Text excerpt:
- Opening Delimiter -
Timesman: Dishonest salesladies!
Aside from the security guards assigned at the entrance gate, regular guards on motorcycles are also making the rounds of the subdivision to keep the area safe from intruders.
My pet dog Shih Tzu is my only companion in the house whenever Jin Lorenz is in school. Coco barks when the doorbell rings or a stranger comes at the front gate.
But whenever I step out of the house and drive to do some shopping in downtown malls, that is when I feel am no longer secured while driving alone. Afraid that I might forget to put on the seatbelt and be apprehended for a traffic violation.
I don't need to remind people of my age on the don'ts and dos on traffic rules and regulations since most of them have drivers or bodyguards of their own.
My other concern is when shopping and meeting dishonest salesladies.
Here are some tips to fellow senior citizens who might have been victimized unknowingly in the past by some unscrupulous sales attendants thinking that we are already that old and can be shortchanged or manipulated.
While buying my maintenance medicine in a mall's drug store the other day, I gave the cashier P1,000 for P350 worth of my medicine purchased after the usual discount given to senior citizens was deducted. At the time, the supervisor was with the cashier monitoring the transaction in the counter.
- Closing Delimiter -
Collected data:
- Opening Delimiter -
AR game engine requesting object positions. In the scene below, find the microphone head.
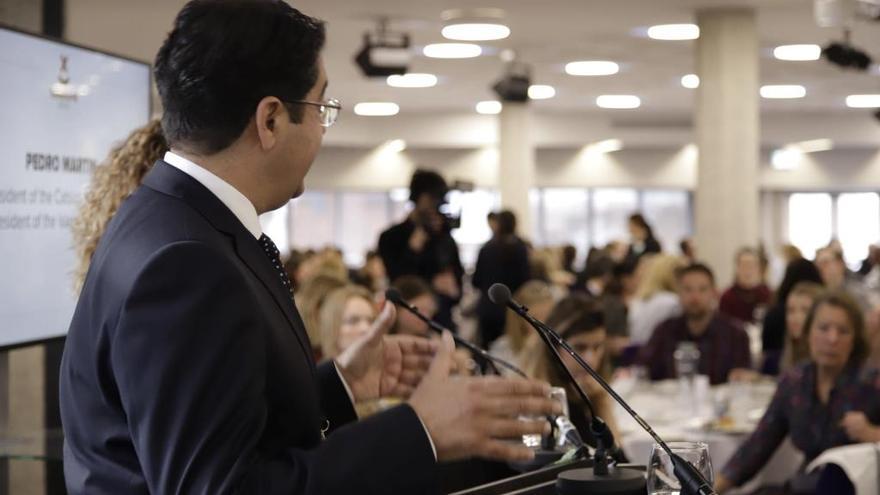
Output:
[489,284,511,306]
[385,287,405,306]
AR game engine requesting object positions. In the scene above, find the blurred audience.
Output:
[718,248,772,323]
[626,213,660,263]
[639,263,751,385]
[471,210,529,348]
[629,254,684,345]
[779,282,824,373]
[488,280,554,374]
[761,258,822,375]
[715,291,880,492]
[525,294,620,446]
[379,169,464,330]
[319,285,376,359]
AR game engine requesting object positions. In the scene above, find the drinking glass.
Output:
[648,442,715,495]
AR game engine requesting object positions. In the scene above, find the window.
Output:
[641,190,692,253]
[788,193,832,259]
[835,193,880,267]
[593,189,639,247]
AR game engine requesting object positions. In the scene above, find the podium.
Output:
[450,459,593,495]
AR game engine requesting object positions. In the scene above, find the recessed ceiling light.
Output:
[565,60,620,76]
[681,74,700,89]
[761,84,807,100]
[422,43,483,58]
[386,72,437,88]
[648,24,700,41]
[476,100,502,115]
[529,84,556,100]
[792,139,834,153]
[770,146,803,170]
[440,8,510,41]
[590,139,623,153]
[846,95,880,108]
[596,95,642,110]
[385,139,406,153]
[773,45,822,61]
[354,101,400,117]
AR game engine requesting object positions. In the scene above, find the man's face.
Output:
[270,58,327,208]
[678,272,716,318]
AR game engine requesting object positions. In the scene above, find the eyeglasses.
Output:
[287,98,342,127]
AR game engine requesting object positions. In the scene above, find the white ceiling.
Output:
[67,0,880,146]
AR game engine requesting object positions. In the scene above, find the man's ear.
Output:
[254,96,287,151]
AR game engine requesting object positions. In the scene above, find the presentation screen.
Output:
[0,27,150,348]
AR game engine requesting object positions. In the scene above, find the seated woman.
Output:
[524,295,620,454]
[319,285,376,359]
[779,282,823,373]
[715,291,880,492]
[489,280,553,373]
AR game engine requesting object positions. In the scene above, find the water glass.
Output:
[648,442,715,495]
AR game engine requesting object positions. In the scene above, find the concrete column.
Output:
[498,102,535,238]
[694,8,760,287]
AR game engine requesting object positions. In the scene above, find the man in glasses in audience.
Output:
[60,0,560,495]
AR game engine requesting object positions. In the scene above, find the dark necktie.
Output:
[260,234,293,299]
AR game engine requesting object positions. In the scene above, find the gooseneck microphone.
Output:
[489,284,715,495]
[385,287,528,378]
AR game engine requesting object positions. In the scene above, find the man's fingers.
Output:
[485,419,550,438]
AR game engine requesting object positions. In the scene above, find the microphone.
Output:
[385,287,528,378]
[489,284,715,495]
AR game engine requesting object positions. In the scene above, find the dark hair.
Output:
[629,213,654,239]
[409,169,449,202]
[675,263,715,287]
[154,0,324,154]
[495,210,516,236]
[776,258,823,304]
[391,275,434,301]
[804,290,868,366]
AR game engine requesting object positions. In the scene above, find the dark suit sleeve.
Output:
[109,242,436,495]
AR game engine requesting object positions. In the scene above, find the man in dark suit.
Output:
[60,0,558,495]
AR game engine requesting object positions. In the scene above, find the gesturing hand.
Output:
[409,332,562,461]
[336,303,437,402]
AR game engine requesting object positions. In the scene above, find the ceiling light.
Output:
[681,74,700,89]
[385,72,437,88]
[590,139,623,153]
[596,95,642,110]
[565,60,620,76]
[792,139,834,153]
[770,146,803,170]
[385,139,406,153]
[761,84,807,100]
[846,95,880,108]
[354,101,400,117]
[440,9,510,41]
[773,45,822,62]
[529,84,556,100]
[648,24,700,41]
[422,43,483,58]
[476,100,502,115]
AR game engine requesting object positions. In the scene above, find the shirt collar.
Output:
[164,151,263,239]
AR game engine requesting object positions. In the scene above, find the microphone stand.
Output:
[489,284,715,495]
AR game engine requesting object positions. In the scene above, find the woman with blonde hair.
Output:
[489,280,554,372]
[628,254,684,345]
[779,282,824,373]
[72,119,168,293]
[319,285,376,359]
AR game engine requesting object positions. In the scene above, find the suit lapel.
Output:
[143,160,315,371]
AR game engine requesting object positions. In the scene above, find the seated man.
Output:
[638,263,751,385]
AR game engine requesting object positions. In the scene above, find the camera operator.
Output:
[379,169,464,329]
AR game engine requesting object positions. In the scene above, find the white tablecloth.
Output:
[613,378,803,490]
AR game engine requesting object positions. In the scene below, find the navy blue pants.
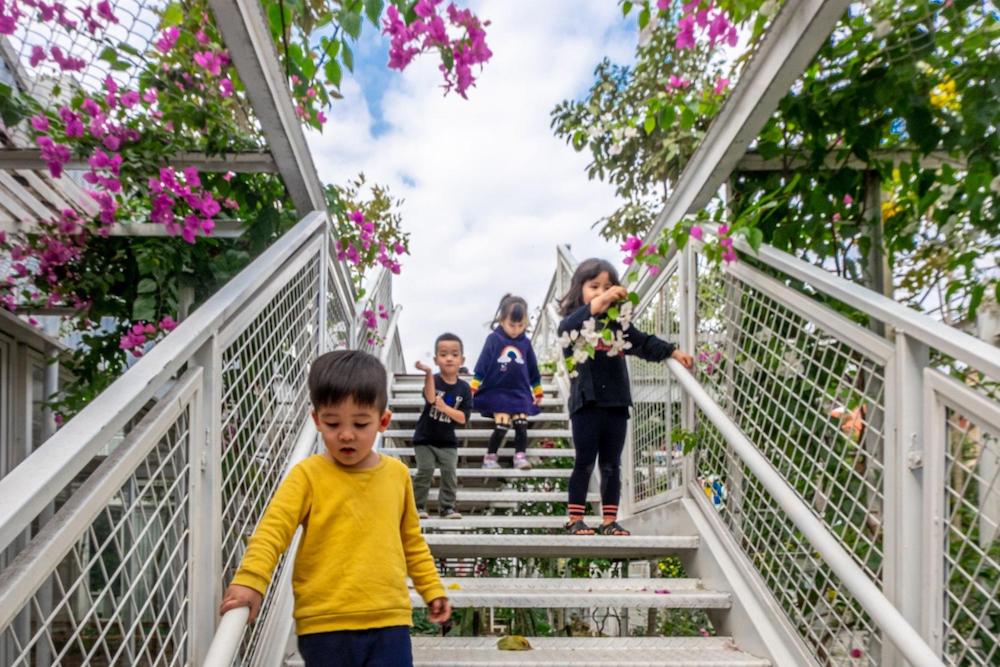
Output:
[299,625,413,667]
[569,406,628,519]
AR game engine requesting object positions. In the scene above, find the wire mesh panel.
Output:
[0,408,192,666]
[221,260,320,652]
[696,256,885,582]
[5,0,169,102]
[935,405,1000,666]
[697,413,882,666]
[628,263,684,502]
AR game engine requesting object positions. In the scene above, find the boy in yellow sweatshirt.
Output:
[221,350,451,667]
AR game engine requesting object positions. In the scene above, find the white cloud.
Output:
[310,0,635,367]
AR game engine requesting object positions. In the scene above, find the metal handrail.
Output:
[0,211,326,551]
[667,359,944,667]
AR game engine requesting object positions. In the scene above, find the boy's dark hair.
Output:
[490,294,528,329]
[559,257,621,315]
[434,331,465,356]
[309,350,389,412]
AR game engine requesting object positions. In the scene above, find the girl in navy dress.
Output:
[471,294,542,470]
[559,259,694,535]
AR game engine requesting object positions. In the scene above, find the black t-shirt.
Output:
[413,373,472,447]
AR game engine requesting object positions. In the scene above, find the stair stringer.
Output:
[622,493,819,667]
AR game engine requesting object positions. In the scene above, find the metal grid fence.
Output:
[697,413,882,667]
[935,394,1000,667]
[222,261,319,654]
[0,406,192,667]
[628,262,684,503]
[695,256,885,582]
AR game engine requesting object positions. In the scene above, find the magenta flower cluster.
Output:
[149,167,222,243]
[118,315,177,357]
[382,0,493,97]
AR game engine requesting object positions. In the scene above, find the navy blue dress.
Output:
[471,327,542,417]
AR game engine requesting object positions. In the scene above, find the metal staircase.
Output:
[287,375,771,666]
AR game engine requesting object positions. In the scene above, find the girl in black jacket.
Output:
[559,259,694,535]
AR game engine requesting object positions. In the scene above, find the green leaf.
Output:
[340,40,354,72]
[340,12,361,40]
[323,60,343,88]
[132,294,156,320]
[160,2,184,28]
[365,0,385,28]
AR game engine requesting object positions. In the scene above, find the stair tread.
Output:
[379,447,576,462]
[413,637,771,667]
[383,428,573,440]
[429,489,601,503]
[410,468,573,479]
[424,536,699,559]
[392,412,569,424]
[420,515,601,530]
[410,577,732,609]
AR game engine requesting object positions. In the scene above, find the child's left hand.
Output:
[427,598,451,623]
[670,350,694,370]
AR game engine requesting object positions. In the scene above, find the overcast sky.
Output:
[310,0,635,369]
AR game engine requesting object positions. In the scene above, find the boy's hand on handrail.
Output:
[670,350,694,370]
[427,598,451,623]
[219,584,264,623]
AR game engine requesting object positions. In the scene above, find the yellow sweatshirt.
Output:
[233,454,445,635]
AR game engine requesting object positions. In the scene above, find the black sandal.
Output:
[597,521,632,537]
[565,519,594,535]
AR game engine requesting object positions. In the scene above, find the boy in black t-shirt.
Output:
[413,333,472,519]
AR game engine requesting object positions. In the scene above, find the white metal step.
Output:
[383,428,573,440]
[424,536,698,559]
[392,410,569,424]
[410,468,573,479]
[420,516,601,537]
[379,447,576,465]
[389,394,565,412]
[413,637,771,667]
[410,577,731,609]
[428,489,601,503]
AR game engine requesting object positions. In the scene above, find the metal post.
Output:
[880,333,940,665]
[188,335,223,665]
[316,215,333,357]
[677,243,698,489]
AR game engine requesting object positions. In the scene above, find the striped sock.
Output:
[569,503,587,523]
[601,505,618,523]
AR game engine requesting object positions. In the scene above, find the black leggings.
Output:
[569,407,628,518]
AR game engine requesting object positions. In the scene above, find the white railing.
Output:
[0,213,401,665]
[536,242,1000,665]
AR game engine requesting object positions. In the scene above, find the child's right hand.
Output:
[219,584,264,623]
[590,285,628,315]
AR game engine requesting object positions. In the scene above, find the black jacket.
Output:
[559,305,677,415]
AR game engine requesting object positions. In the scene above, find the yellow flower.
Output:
[882,199,903,220]
[931,78,961,111]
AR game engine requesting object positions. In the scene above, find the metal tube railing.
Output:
[667,359,944,667]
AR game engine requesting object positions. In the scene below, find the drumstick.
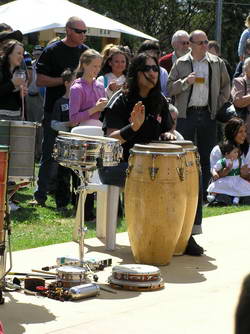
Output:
[31,269,57,276]
[20,85,24,121]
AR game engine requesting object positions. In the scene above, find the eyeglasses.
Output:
[69,27,87,34]
[191,39,208,45]
[141,65,158,72]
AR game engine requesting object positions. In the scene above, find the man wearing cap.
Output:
[31,17,87,206]
[168,30,230,201]
[159,30,189,73]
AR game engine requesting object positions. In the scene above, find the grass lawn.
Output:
[7,187,250,251]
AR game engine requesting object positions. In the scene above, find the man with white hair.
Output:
[30,16,87,206]
[159,30,189,73]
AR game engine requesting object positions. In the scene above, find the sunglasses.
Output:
[191,39,208,45]
[141,65,158,72]
[69,27,87,34]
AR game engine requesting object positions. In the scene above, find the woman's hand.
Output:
[160,132,176,141]
[131,101,145,131]
[240,165,250,181]
[187,72,195,85]
[20,83,28,98]
[11,76,26,89]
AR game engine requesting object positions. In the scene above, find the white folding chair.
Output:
[71,126,120,250]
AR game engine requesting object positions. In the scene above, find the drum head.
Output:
[168,140,197,151]
[112,264,160,275]
[56,266,87,275]
[108,276,164,291]
[133,142,184,155]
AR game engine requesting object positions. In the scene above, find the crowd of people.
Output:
[0,15,250,334]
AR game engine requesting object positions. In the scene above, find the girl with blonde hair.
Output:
[69,49,107,126]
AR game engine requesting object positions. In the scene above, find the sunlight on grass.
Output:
[7,187,250,250]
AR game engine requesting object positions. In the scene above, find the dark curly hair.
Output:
[224,117,249,155]
[0,39,23,75]
[99,48,129,76]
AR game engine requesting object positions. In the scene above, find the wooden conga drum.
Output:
[125,143,186,265]
[0,145,9,285]
[168,140,200,255]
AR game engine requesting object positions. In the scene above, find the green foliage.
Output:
[10,187,250,251]
[81,0,250,65]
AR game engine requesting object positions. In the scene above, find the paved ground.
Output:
[0,211,250,334]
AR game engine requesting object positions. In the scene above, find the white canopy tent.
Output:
[0,0,156,40]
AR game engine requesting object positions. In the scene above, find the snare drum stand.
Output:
[0,200,16,304]
[72,167,95,266]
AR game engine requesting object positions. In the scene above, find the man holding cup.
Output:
[168,30,230,200]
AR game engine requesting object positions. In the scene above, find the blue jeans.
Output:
[34,114,56,202]
[98,162,128,188]
[177,108,217,201]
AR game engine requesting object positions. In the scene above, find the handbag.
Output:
[215,101,238,123]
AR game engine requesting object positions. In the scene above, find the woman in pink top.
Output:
[69,49,107,126]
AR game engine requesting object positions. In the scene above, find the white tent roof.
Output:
[0,0,156,40]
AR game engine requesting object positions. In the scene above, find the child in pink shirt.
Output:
[69,49,108,126]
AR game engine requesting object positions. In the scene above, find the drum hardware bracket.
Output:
[149,167,159,181]
[149,154,159,181]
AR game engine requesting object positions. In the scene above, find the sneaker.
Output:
[56,206,68,213]
[184,236,204,256]
[84,214,96,223]
[28,199,46,207]
[9,201,20,211]
[207,195,215,203]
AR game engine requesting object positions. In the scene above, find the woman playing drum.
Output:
[99,53,203,255]
[0,39,28,120]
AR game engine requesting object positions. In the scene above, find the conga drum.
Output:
[0,145,9,285]
[125,143,187,265]
[168,140,199,255]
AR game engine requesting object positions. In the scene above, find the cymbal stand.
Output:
[0,199,19,304]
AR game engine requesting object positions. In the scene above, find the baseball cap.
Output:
[0,30,23,42]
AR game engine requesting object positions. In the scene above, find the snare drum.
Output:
[53,133,122,168]
[125,143,187,265]
[112,264,161,282]
[57,266,87,288]
[0,145,8,285]
[109,264,164,291]
[0,120,37,181]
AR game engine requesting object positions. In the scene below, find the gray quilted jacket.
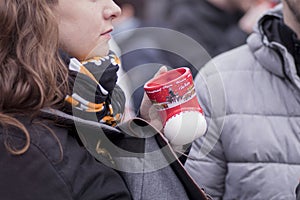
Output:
[185,6,300,200]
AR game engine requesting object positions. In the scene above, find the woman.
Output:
[0,0,131,200]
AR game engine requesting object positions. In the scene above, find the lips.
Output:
[101,29,112,35]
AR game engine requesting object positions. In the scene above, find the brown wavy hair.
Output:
[0,0,68,154]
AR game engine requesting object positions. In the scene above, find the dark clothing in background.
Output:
[170,0,247,57]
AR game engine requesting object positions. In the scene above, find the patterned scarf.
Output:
[60,51,125,126]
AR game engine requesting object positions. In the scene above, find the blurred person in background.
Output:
[168,0,273,57]
[185,0,300,200]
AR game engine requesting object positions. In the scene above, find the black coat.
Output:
[0,119,131,200]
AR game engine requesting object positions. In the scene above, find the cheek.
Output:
[59,22,99,59]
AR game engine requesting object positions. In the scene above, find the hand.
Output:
[140,66,168,130]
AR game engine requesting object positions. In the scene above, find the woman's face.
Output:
[55,0,121,60]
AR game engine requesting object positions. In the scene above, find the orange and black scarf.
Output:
[60,51,125,126]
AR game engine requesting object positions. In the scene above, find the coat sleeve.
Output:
[185,62,227,199]
[0,127,131,200]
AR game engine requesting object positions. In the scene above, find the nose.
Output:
[104,0,121,19]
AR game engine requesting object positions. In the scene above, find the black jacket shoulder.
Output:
[0,117,130,200]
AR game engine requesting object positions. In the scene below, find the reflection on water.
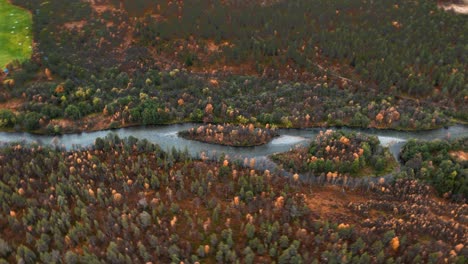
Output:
[0,123,468,163]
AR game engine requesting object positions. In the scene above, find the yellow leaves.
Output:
[293,173,299,182]
[112,192,122,203]
[275,196,284,209]
[392,20,402,29]
[390,237,400,251]
[205,103,213,114]
[338,223,349,229]
[55,84,65,93]
[171,216,177,228]
[375,113,384,123]
[340,136,350,145]
[233,196,240,206]
[210,79,219,87]
[44,68,53,81]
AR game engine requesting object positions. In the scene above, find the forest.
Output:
[0,0,468,134]
[178,123,279,147]
[0,134,468,263]
[272,129,397,178]
[0,0,468,264]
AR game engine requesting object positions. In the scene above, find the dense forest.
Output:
[272,130,397,178]
[0,0,468,264]
[178,123,279,147]
[0,134,468,263]
[0,0,468,133]
[400,137,468,200]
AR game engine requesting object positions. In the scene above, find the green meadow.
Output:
[0,0,32,67]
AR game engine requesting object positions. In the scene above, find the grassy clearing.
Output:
[0,0,32,67]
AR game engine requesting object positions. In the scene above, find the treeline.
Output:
[178,123,279,147]
[400,137,468,200]
[136,0,468,105]
[0,135,467,263]
[0,0,467,133]
[272,130,396,176]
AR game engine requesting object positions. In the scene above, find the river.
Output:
[0,123,468,165]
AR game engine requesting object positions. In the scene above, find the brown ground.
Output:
[450,150,468,161]
[306,185,367,225]
[0,98,24,112]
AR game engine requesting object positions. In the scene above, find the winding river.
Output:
[0,123,468,172]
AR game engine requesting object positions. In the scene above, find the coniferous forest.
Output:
[0,0,468,264]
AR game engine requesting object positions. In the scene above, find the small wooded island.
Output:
[179,124,279,147]
[272,130,397,177]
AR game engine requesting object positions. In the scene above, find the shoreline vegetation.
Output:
[178,124,279,147]
[0,135,468,263]
[271,130,398,179]
[0,0,468,134]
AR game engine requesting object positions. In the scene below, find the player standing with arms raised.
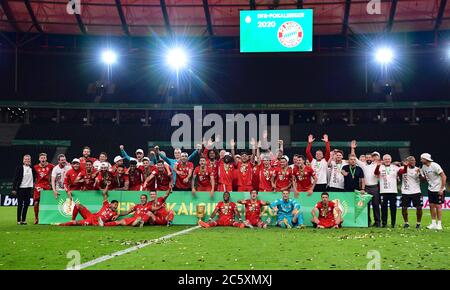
- Closing Delimiter -
Problem 1: Print the column's passage from "Aside from the" to "the front gate.".
Problem 2: List every occupation or job that the column mentions.
The collected data has no connection to the column.

Final answer 1:
Aside from the security guards assigned at the entrance gate, regular guards on motorcycles are also making the rounds of the subdivision to keep the area safe from intruders.
My pet dog Shih Tzu is my only companion in the house whenever Jin Lorenz is in school. Coco barks when the doorbell rings or a stranger comes at the front gate.

Final answer 2: security guards, guards on motorcycles, drivers, bodyguards, salesladies, sales attendants, cashier, supervisor